#### JOB 1
According to the group-mapped SpMM text, what does each `atom` represent?
#### JOB 2
Name every variable that is assigned a value in the initialization code of the group-mapped SpMM text.
#### JOB 3
Extend the group-mapped SpMM text, starting after its final line.

#### PASSAGE PROVIDED
▬▬▬▬▬▬
# TeAAL specifications on variants of Loops' SpMM implementations (Group-Mapped)

Description: Assign an equal amount of work tiles to a group of threads (warp or blocks). Threads within each group process individual work items in parallel.

In this version, each `tile` represents a row of $A$, and each `atom` represents a nonzero entry of $A$. In other words, assigning a thread block to each row of $A$.

Template: DNE in Loops

Scheduler (referenced as `config` below): https://github.com/gunrock/loops/blob/main/include/loops/schedule/group_mapped.hxx

## Imports

Import the necessary modules.

In [None]:
# HiFiber boilerplate

from fibertree_bootstrap import *

fibertree_bootstrap(style="tree", animation='movie')

# Compilation boilerplate

import os
import sys
sys.path.insert(0, "../..")

from src import utils

## Initialization

Initialize the input tensors.

For simplicity, the size of a thread warp is the same as the size of a thread block (`WARP_SIZE = BLOCK_SIZE`). Suppose that each GPU SM processes 1 thread warp/block per cycle.

In [None]:
K = 4
M = 4
N = 4

# Hardware Specification
NUM_SM = 2 # Number of GPU SMs 
WARP_SIZE = 2 # Number of threads per warp
NUM_THREADS = NUM_SM * WARP_SIZE # Total number of threads

print(f"Hardware Specification\n  NUM_SM: {NUM_SM}, WARP_SIZE: {WARP_SIZE}, NUM_THREADS: {NUM_THREADS}")
▬▬▬▬▬▬
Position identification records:
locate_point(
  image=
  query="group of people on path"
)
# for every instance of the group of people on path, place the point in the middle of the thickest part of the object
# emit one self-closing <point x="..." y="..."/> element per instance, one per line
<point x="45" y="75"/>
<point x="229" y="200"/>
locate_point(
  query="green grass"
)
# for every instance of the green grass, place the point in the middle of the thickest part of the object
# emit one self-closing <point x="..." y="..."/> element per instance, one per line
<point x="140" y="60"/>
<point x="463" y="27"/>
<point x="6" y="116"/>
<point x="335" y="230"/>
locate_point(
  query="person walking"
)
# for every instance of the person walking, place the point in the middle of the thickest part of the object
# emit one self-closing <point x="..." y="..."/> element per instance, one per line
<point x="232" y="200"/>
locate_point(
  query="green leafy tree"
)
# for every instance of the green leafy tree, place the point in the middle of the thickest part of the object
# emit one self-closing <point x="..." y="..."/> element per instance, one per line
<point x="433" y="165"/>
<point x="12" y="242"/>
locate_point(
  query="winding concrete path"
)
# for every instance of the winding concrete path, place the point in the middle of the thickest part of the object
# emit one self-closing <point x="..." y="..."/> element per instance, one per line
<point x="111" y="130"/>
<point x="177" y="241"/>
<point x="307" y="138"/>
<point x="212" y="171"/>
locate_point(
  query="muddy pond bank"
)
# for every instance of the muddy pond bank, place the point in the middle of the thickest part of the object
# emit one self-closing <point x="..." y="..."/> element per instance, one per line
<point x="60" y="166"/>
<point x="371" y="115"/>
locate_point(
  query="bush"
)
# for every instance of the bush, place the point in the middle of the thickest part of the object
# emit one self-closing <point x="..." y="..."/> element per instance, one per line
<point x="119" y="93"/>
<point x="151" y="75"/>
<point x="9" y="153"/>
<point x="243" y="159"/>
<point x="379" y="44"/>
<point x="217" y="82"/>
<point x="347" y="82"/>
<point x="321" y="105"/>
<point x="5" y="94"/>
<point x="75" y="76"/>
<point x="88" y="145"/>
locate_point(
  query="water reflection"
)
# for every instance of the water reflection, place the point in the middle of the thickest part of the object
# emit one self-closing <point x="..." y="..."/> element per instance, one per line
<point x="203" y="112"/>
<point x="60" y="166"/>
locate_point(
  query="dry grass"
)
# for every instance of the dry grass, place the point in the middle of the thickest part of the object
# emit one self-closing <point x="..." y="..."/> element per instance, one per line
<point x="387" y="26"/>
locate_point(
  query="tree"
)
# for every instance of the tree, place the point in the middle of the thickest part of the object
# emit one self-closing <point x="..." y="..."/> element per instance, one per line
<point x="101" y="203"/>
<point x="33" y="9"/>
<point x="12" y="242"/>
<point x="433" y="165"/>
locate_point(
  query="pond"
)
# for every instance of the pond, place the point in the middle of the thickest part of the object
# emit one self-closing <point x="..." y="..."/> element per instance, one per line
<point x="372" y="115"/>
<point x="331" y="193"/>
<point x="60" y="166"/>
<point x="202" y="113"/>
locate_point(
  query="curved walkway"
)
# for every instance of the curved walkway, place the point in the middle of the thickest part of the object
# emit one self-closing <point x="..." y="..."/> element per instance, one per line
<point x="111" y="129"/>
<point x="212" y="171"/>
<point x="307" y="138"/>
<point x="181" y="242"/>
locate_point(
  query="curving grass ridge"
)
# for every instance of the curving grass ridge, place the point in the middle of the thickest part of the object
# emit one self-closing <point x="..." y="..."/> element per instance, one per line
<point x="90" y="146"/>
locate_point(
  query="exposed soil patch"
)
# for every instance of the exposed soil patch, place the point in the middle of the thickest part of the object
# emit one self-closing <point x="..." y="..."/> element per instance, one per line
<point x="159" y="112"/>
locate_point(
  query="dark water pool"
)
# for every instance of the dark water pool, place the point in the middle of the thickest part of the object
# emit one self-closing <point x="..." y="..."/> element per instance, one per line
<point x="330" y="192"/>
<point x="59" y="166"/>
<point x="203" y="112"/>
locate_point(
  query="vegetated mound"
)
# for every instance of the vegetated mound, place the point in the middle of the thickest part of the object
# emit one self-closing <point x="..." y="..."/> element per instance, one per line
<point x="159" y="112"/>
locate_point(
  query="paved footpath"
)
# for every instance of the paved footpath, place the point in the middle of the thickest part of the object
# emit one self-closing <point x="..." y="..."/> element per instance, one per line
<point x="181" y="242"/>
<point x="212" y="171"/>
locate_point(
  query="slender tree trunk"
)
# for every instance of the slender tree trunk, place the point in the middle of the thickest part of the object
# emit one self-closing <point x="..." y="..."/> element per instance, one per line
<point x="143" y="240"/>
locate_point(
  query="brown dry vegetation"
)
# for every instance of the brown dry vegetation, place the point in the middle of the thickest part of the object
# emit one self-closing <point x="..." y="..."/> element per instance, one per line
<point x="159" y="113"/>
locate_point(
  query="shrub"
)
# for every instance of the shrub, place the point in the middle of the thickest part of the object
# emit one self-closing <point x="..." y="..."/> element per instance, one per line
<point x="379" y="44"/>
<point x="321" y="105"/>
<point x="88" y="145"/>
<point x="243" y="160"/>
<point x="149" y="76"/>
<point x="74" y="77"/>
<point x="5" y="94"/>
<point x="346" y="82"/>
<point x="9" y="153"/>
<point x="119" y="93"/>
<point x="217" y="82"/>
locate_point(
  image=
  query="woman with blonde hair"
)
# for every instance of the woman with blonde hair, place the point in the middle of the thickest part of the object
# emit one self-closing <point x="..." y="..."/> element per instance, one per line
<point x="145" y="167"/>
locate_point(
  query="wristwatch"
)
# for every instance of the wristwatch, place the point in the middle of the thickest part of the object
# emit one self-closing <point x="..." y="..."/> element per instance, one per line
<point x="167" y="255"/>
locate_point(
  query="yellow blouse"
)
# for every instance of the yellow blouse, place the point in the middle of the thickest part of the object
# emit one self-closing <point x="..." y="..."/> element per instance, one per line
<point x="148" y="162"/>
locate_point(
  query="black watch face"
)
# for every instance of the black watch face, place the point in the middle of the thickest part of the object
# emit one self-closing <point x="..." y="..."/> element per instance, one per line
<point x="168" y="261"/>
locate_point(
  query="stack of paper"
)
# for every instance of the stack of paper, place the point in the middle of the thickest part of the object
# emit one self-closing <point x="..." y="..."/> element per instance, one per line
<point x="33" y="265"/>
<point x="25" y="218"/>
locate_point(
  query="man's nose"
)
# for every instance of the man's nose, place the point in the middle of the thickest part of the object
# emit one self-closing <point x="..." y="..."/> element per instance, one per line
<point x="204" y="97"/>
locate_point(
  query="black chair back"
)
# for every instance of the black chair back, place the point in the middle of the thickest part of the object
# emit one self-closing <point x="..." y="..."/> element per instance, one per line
▬▬▬▬▬▬
#### EXERCISE RESULT 1
Each `atom` represents a nonzero entry of $A$.

#### EXERCISE RESULT 2
K, M, N, NUM_SM, WARP_SIZE, NUM_THREADS

#### EXERCISE RESULT 3
seed = 1

A_MK = Tensor.fromRandom(rank_ids=["M", "K"], shape=[M, K], seed=seed, density=[0.9, 0.6], name="A") # SpMM, A is sparse
B_KN = Tensor.fromRandom(rank_ids=["K", "N"], shape=[K, N], seed=seed + 1, density=[1, 1], name="B") # SpMM, B is dense

## TeAAL Specifications

Rows of matrix $A$ are partitioned across the SMs' warp/block. A thread warp/block can be assigned to a row with all zeros. 

Note that the current TeAAL specificaiton does not allow to specify the rank of `opt: slip`. This means there exists a synchronization across the SMs.

In [None]:
yaml = """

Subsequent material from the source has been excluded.